What to produce
Write out only the tail of the records, beginning at the line containing "sleeve. Keep to one point per instance." and including the last line, exactly as written.

Material for this task
=-=-=
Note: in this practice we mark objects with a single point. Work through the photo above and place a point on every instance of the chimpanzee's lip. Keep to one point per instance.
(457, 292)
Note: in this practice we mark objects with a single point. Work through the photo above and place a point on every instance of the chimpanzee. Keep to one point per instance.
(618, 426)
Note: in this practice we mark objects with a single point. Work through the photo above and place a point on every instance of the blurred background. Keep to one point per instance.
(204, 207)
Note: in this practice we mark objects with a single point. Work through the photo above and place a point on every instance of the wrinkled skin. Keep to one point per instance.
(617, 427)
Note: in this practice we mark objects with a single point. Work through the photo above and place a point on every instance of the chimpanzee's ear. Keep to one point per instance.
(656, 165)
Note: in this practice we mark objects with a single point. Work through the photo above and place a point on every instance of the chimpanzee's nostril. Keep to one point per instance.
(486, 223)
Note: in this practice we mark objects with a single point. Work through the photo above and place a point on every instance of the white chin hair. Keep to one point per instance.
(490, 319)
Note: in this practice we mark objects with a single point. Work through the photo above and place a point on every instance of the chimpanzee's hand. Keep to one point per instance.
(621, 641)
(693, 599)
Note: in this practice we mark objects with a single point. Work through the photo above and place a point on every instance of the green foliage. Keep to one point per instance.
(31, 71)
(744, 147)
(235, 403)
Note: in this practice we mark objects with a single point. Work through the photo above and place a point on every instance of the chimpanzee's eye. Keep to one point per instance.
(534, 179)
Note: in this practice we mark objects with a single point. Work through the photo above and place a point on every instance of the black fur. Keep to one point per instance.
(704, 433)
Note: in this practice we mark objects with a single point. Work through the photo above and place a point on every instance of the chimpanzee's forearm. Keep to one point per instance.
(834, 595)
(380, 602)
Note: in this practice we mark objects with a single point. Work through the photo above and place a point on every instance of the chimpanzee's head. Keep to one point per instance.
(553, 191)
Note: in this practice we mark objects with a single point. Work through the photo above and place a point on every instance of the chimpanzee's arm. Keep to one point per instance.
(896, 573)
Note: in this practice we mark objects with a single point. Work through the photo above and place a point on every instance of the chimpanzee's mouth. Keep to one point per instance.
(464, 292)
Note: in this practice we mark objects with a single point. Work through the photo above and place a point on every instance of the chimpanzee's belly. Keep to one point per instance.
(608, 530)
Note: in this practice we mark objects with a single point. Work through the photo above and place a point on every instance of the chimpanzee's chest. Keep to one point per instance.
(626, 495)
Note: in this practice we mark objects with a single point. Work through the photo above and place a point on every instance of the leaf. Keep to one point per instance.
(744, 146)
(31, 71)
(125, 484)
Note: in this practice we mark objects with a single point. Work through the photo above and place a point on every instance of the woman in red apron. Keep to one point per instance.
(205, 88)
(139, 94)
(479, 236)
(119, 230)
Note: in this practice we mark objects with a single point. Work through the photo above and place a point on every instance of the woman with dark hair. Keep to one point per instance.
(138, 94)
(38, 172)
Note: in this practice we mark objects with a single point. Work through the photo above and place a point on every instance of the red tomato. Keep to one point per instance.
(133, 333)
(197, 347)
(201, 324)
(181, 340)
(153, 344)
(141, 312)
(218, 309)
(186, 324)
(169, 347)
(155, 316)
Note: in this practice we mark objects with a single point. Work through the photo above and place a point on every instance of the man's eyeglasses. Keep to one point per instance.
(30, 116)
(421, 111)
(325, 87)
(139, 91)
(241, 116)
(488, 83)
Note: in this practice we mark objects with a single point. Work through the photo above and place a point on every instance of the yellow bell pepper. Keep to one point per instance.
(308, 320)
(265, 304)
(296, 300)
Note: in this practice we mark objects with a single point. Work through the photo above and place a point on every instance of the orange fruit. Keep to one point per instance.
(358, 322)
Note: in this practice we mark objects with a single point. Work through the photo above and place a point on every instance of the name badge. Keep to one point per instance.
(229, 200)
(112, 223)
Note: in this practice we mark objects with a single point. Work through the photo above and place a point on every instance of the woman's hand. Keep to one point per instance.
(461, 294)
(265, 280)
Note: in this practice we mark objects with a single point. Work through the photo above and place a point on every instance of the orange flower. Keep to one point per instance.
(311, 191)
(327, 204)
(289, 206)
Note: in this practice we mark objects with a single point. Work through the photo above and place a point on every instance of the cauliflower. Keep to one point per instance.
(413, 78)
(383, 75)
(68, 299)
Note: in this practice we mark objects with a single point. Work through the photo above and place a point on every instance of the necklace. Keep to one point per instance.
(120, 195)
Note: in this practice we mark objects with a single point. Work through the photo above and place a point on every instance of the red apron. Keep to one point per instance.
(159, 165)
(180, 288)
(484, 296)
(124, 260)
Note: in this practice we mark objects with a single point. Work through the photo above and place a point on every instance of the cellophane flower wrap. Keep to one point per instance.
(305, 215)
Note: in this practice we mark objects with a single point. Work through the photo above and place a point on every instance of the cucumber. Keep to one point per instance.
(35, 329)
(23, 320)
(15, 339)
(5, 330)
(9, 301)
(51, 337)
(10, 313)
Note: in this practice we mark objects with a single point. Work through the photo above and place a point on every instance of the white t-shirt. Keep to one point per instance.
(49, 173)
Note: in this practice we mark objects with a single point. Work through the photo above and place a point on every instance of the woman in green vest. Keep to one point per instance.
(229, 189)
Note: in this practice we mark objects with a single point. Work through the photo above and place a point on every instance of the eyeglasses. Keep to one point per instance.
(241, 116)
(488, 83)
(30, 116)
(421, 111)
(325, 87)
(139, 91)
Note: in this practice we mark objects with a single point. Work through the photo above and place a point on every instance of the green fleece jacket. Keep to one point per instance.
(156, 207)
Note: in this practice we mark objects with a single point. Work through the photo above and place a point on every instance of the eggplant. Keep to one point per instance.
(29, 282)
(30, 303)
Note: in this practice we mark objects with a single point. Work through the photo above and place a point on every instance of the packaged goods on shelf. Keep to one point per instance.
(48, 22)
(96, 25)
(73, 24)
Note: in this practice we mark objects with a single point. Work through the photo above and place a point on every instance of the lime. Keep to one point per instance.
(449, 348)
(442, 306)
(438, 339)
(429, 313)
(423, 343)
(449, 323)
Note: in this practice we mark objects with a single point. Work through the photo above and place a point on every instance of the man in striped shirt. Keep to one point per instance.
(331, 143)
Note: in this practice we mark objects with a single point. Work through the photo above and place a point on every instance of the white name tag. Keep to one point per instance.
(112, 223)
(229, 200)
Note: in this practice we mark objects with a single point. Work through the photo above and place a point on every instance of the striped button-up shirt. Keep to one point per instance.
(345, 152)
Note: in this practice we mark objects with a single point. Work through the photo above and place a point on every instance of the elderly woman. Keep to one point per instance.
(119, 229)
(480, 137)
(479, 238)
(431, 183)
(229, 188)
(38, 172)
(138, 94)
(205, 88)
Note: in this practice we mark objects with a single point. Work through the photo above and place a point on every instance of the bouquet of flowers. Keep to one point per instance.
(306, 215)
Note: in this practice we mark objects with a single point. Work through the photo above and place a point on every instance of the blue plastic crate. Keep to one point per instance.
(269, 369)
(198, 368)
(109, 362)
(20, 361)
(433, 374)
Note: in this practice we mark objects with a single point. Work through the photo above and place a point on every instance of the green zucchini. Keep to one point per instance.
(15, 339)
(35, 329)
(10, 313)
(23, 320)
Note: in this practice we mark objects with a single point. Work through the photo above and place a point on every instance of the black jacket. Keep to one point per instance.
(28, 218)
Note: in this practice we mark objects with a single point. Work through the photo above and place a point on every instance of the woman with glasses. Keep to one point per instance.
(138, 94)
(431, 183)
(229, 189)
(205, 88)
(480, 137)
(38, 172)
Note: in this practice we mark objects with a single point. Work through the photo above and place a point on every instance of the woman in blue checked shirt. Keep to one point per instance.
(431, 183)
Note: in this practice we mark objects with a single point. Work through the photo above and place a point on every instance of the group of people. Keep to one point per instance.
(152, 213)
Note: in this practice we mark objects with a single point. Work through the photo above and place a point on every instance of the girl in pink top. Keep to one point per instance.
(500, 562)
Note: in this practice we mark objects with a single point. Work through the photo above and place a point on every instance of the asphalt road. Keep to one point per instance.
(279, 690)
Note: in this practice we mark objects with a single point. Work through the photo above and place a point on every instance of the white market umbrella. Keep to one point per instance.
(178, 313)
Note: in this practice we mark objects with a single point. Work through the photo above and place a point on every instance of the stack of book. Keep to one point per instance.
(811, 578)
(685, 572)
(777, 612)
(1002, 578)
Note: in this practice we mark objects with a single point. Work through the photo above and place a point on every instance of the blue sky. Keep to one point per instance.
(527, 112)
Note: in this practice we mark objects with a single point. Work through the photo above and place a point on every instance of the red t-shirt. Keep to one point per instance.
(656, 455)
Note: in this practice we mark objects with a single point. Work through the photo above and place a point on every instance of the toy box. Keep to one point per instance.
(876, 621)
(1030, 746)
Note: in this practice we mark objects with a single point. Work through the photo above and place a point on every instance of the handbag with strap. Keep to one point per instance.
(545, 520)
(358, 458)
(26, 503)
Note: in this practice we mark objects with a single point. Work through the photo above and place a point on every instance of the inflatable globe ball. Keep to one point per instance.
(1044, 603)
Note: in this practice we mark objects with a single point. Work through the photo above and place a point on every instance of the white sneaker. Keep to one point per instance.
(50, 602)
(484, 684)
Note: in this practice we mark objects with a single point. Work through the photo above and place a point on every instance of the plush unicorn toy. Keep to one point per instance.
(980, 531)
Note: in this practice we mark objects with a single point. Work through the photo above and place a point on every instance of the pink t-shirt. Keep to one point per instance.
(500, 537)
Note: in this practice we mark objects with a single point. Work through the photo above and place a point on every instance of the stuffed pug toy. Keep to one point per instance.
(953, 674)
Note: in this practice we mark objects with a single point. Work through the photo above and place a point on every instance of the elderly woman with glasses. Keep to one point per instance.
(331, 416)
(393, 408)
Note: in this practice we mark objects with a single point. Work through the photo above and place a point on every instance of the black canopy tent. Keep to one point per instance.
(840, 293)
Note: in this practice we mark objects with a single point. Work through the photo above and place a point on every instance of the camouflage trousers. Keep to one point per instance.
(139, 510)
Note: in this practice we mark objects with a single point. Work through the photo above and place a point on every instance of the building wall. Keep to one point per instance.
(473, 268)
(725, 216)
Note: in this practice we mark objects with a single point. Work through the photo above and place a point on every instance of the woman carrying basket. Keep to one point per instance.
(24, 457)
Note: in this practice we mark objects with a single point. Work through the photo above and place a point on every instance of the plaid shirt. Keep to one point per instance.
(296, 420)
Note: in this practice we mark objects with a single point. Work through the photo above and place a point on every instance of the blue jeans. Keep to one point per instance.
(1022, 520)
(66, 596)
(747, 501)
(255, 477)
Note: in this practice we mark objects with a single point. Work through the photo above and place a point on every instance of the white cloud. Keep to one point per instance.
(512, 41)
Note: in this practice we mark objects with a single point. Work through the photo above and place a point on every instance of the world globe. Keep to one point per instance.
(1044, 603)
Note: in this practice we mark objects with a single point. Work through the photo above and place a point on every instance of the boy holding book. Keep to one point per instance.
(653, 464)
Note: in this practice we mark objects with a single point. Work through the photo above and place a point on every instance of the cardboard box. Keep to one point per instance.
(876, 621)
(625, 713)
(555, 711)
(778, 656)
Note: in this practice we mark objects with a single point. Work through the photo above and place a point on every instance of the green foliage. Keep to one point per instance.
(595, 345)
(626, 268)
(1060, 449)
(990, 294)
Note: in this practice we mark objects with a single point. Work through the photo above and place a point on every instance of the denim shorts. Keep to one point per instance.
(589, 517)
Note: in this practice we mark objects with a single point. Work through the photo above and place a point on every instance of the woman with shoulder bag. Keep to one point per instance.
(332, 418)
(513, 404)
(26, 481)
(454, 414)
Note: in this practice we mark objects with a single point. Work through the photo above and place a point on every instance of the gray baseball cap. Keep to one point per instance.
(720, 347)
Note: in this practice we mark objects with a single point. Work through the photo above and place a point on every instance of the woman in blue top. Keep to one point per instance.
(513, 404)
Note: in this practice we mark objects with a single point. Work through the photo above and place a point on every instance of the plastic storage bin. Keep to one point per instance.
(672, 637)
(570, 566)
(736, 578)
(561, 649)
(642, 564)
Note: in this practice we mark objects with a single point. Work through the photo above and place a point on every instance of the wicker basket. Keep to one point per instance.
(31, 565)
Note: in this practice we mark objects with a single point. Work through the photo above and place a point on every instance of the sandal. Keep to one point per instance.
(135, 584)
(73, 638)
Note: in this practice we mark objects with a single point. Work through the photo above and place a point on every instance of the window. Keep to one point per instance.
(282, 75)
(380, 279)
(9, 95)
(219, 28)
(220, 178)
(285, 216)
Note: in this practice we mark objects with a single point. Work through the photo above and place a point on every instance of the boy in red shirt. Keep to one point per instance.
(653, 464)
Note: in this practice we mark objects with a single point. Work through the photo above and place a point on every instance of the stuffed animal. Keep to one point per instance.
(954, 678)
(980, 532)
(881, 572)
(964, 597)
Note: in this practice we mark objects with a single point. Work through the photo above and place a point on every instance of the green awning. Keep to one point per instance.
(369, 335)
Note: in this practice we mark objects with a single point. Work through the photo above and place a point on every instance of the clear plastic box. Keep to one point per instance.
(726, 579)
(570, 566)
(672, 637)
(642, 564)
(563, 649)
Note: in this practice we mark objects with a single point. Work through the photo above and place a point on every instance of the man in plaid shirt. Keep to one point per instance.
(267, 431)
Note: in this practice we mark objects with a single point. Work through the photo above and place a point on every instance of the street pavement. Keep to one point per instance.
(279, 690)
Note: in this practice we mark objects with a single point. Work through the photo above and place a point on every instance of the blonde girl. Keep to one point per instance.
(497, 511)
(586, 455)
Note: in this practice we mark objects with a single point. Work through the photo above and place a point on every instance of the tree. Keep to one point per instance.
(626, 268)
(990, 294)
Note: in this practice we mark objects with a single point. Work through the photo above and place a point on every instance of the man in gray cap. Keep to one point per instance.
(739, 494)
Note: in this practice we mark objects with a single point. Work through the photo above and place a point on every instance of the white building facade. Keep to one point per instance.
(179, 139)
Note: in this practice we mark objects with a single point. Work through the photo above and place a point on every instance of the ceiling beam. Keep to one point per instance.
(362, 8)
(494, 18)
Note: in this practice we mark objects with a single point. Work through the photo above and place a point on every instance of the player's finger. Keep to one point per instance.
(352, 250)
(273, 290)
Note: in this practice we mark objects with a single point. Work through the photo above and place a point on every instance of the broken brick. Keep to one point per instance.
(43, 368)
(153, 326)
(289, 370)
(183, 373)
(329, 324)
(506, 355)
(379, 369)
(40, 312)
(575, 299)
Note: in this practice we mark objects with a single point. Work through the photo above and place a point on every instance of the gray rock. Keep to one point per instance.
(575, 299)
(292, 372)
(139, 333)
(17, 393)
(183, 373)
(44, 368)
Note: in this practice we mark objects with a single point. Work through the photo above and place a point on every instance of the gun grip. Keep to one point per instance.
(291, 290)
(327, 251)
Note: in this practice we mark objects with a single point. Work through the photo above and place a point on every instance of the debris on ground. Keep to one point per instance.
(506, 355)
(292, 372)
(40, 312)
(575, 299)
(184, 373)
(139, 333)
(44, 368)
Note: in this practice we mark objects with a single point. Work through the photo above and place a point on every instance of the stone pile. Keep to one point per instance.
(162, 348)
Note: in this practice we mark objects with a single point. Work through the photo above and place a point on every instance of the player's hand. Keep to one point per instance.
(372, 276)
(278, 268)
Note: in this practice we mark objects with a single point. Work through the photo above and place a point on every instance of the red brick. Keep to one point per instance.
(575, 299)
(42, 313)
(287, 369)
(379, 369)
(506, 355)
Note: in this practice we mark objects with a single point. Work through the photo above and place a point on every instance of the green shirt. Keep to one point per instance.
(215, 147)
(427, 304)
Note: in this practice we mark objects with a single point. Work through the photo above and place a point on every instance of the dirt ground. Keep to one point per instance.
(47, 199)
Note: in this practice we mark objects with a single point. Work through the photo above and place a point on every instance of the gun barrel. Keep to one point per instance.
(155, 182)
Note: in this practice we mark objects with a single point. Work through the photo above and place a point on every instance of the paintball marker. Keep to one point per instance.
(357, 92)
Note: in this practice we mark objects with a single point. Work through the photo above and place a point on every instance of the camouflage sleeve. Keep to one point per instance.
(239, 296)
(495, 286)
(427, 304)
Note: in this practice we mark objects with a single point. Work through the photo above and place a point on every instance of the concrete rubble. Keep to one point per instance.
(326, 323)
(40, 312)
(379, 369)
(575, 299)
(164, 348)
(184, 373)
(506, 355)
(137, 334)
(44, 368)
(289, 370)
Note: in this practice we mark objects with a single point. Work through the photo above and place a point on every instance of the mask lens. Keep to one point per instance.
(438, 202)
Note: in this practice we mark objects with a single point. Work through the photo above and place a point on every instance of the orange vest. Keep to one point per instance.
=-=-=
Response to this exercise
Note: in this practice we mark objects with a single point. Work through the photo above and place a point on every instance of the camouflage sleeve. Keep to one point per instance.
(239, 296)
(495, 286)
(427, 304)
Note: in this practice we mark objects with a single point. Work through the photo above and place a point on every instance of the concrete rubble. Keep to one point per instance.
(326, 323)
(40, 312)
(379, 369)
(575, 299)
(164, 348)
(184, 373)
(506, 355)
(137, 334)
(44, 368)
(289, 370)
Note: in this practice we mark objects with a single point. Work through the photo above and place a point on every instance of the mask lens. Keep to one point per instance.
(438, 202)
Note: in this practice we mark objects with a single point. Work through the photo above and place a point on every instance of the orange vest. Keep to one point per instance.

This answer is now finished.